## Begin Excerpted records
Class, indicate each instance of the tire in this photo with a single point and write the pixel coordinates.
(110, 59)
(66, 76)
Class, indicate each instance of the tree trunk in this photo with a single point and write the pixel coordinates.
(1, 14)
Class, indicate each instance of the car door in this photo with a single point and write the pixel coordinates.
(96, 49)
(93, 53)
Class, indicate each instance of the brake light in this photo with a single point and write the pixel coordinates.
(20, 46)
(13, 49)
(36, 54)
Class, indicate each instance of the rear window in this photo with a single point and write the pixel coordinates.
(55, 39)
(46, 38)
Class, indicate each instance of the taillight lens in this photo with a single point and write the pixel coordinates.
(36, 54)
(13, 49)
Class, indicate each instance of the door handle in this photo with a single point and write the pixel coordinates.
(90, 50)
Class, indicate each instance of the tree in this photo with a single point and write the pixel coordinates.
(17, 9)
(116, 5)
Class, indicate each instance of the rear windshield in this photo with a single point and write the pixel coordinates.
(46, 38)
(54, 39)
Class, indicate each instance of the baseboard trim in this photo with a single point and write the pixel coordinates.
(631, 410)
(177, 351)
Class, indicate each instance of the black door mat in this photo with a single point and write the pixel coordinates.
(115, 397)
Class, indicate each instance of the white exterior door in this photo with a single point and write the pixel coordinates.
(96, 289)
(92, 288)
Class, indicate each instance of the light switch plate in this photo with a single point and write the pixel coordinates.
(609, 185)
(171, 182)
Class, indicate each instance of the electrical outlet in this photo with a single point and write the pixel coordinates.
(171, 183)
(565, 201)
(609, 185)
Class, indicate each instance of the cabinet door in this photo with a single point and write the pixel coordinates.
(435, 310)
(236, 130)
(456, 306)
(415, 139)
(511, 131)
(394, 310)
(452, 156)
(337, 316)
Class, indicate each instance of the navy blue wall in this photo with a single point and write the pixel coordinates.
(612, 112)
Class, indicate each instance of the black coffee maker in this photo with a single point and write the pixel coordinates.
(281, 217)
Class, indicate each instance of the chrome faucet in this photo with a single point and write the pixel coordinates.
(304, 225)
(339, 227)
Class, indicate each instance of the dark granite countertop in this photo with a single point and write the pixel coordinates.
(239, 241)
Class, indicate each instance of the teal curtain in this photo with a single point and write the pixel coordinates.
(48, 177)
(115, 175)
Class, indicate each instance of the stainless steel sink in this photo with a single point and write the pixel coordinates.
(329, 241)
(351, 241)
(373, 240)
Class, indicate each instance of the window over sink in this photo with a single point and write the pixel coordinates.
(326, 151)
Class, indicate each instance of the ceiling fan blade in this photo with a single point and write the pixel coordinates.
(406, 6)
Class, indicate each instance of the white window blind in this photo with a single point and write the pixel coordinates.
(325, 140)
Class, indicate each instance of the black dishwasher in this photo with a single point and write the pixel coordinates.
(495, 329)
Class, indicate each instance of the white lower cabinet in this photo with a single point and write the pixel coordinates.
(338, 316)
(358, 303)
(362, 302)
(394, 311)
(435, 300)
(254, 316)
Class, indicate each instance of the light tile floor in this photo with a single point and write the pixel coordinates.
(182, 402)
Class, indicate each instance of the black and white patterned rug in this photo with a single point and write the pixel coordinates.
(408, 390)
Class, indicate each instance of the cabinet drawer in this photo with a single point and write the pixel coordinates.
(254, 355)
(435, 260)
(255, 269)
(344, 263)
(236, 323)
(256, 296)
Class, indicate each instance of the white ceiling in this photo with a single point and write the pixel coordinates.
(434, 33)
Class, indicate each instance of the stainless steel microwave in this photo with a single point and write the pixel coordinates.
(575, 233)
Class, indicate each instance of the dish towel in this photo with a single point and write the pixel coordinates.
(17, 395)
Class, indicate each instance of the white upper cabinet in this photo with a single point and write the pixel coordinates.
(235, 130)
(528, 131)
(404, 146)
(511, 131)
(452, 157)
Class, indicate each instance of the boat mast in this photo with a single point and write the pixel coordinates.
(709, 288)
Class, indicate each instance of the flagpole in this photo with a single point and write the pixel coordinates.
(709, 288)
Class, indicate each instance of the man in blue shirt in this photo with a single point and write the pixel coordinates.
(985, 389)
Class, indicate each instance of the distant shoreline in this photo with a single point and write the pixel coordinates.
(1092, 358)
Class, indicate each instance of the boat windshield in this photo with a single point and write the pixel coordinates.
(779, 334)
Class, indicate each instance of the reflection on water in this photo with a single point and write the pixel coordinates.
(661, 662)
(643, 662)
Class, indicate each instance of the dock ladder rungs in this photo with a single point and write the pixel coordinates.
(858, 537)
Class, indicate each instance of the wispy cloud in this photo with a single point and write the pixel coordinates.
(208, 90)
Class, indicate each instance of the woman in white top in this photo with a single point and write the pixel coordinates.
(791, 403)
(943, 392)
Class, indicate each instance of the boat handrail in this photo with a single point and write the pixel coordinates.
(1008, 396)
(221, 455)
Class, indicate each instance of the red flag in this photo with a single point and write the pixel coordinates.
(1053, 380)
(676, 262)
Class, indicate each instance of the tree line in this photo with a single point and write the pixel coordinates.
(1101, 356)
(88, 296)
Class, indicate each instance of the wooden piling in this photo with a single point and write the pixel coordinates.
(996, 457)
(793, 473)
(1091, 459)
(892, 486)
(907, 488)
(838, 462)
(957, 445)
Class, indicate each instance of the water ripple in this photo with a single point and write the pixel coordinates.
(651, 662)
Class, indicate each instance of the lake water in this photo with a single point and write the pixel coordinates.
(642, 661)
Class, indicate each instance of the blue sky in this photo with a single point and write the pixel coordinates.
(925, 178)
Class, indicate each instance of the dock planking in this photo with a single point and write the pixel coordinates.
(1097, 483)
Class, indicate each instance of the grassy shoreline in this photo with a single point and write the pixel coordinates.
## End Excerpted records
## Problem
Repeat all of the entries above word for word, leaving none out.

## The response
Class, indicate each instance of the tire in this photo with a single point and write the pixel coordinates.
(110, 59)
(66, 76)
Class, indicate each instance of the tree trunk in this photo with a single point and write the pixel coordinates.
(1, 14)
Class, indicate each instance of the car door in this photo with a single point and write the pixel coordinates.
(96, 49)
(93, 53)
Class, indicate each instance of the brake light in this photo with a single point and write the pixel coordinates.
(20, 46)
(13, 49)
(36, 54)
Class, indicate each instance of the rear window in this photo with a single point and write the pixel coordinates.
(55, 39)
(46, 38)
Class, indicate each instance of the taillight lens in this photo with a single point and write the pixel coordinates.
(36, 54)
(13, 49)
Class, indicate each instance of the door handle in this photo with a single point and write the pixel coordinates.
(90, 50)
Class, indicate each instance of the tree in this photo with a single point and write the pixel coordinates.
(17, 9)
(116, 5)
Class, indicate each instance of the rear windshield in this photo with a single point and write the pixel coordinates.
(46, 38)
(54, 39)
Class, indicate each instance of the baseboard trim in this photo with a single point and write the pixel coordinates.
(631, 410)
(177, 351)
Class, indicate each instance of the black door mat in this photo with a single point and write the pixel coordinates.
(115, 397)
Class, indicate each instance of the white exterior door in this photo with a single point and write the pixel coordinates.
(96, 289)
(92, 288)
Class, indicate each instance of the light switch plate in this photo with a single point and write the pixel coordinates.
(609, 185)
(171, 182)
Class, indicate each instance of the electrical outlet in this photo with a single point and write the pixel coordinates.
(171, 183)
(565, 201)
(609, 185)
Class, indicate each instance of the cabinet door in this photo with a single point and write the pixel coordinates.
(435, 310)
(236, 130)
(456, 306)
(415, 139)
(511, 131)
(394, 310)
(452, 156)
(337, 316)
Class, indicate each instance of the navy blue wall in this photo with a single point and write the pixel coordinates.
(612, 112)
Class, indicate each instance of the black coffee maker in this photo with a single point and write the pixel coordinates.
(281, 217)
Class, indicate each instance of the chrome faucet in this photo with a single point and write the pixel coordinates.
(304, 225)
(339, 227)
Class, indicate each instance of the dark granite countertop in this photo with a single point and write the pixel coordinates.
(239, 241)
Class, indicate each instance of the teal curtain in this photo with a single point and write the pixel coordinates.
(48, 177)
(115, 175)
Class, indicate each instance of the stainless steel sink in this photo with a single point and write the pixel coordinates.
(329, 241)
(351, 241)
(373, 240)
Class, indicate each instance of the window over sink in this photo with a single point and write the pixel coordinates.
(326, 151)
Class, indicate each instance of the ceiling fan blade in this photo with a single point and write the pixel coordinates.
(406, 6)
Class, indicate each instance of the white window blind in this photo with a single point and write the pixel coordinates.
(325, 140)
Class, indicate each instance of the black dishwasher in this photo with a single point and write the pixel coordinates.
(495, 329)
Class, indicate each instance of the white lower cabinet in this photo with a single point and write the pixel coordinates.
(338, 316)
(358, 303)
(362, 302)
(394, 311)
(435, 300)
(254, 316)
Class, indicate each instance of the light tile floor in this photo with a single point and write the pixel coordinates.
(182, 402)
Class, indicate each instance of the black and white patterned rug in this photo with a single point and write the pixel coordinates.
(408, 390)
Class, indicate each instance of the cabinet drawer in this photo with a single point and write the pixel coordinates.
(254, 355)
(435, 260)
(255, 269)
(344, 263)
(236, 323)
(256, 296)
Class, indicate each instance of the white ceiling in this photo with a single point and write the pixel coordinates.
(434, 33)
Class, indicate each instance of the stainless steel microwave in this photo with a single point and write the pixel coordinates.
(575, 233)
Class, indicate each instance of the dish towel in this photo with a single point and write the pixel coordinates.
(17, 395)
Class, indicate each instance of the white upper cabinet in this photo with a single point and write the pixel coordinates.
(235, 130)
(528, 131)
(404, 146)
(511, 131)
(452, 157)
Class, indicate each instance of the boat mast in this photo with a single point and write the pixel coordinates.
(709, 288)
Class, indicate each instance of the flagpole in this photo with a single point and write the pixel coordinates.
(709, 288)
Class, indicate each instance of the man in blue shirt in this photo with a single point and write the pixel coordinates.
(985, 389)
Class, indicate each instance of the distant shoreline in this photo with a single point and write the pixel coordinates.
(1092, 358)
Class, indicate each instance of the boat windshield in this photo with a single point and write the pixel coordinates.
(779, 334)
Class, indicate each instance of the reflection on water in this photo with a single point and write the pixel coordinates.
(661, 662)
(643, 662)
Class, indicate each instance of the dock ladder rungs in this photo with a single point and write the pixel coordinates.
(858, 537)
Class, indicate each instance of the wispy cloud in this photo with a single point and write the pixel coordinates.
(208, 90)
Class, indicate each instance of the woman in white top in this photo with a single point and write the pixel coordinates.
(791, 403)
(943, 392)
Class, indicate each instance of the boat handrail in this photo with a single point and write the pixel coordinates.
(1008, 396)
(221, 455)
Class, indicate each instance of the red flag in this photo with a single point and write the pixel coordinates.
(1053, 380)
(676, 262)
Class, indicate each instance of the tree line in this photo with a single point and write the pixel coordinates.
(1101, 356)
(88, 296)
Class, indicate each instance of the wooden piling in this photo with a single point and write the pixel coordinates.
(996, 457)
(793, 473)
(1091, 459)
(892, 486)
(907, 488)
(838, 462)
(957, 445)
Class, indicate each instance of the water ripple in this photo with a single point and write the pixel coordinates.
(651, 662)
Class, indicate each instance of the lake water in this photo with a single point and write the pixel coordinates.
(642, 661)
Class, indicate each instance of the blue sky in this photo with a single point and write the pixel coordinates.
(925, 178)
Class, indicate each instance of the dock planking in this photo with a single point and write the pixel coordinates.
(1097, 483)
Class, indicate each instance of the grassy shoreline in this photo with a single point and write the pixel coordinates.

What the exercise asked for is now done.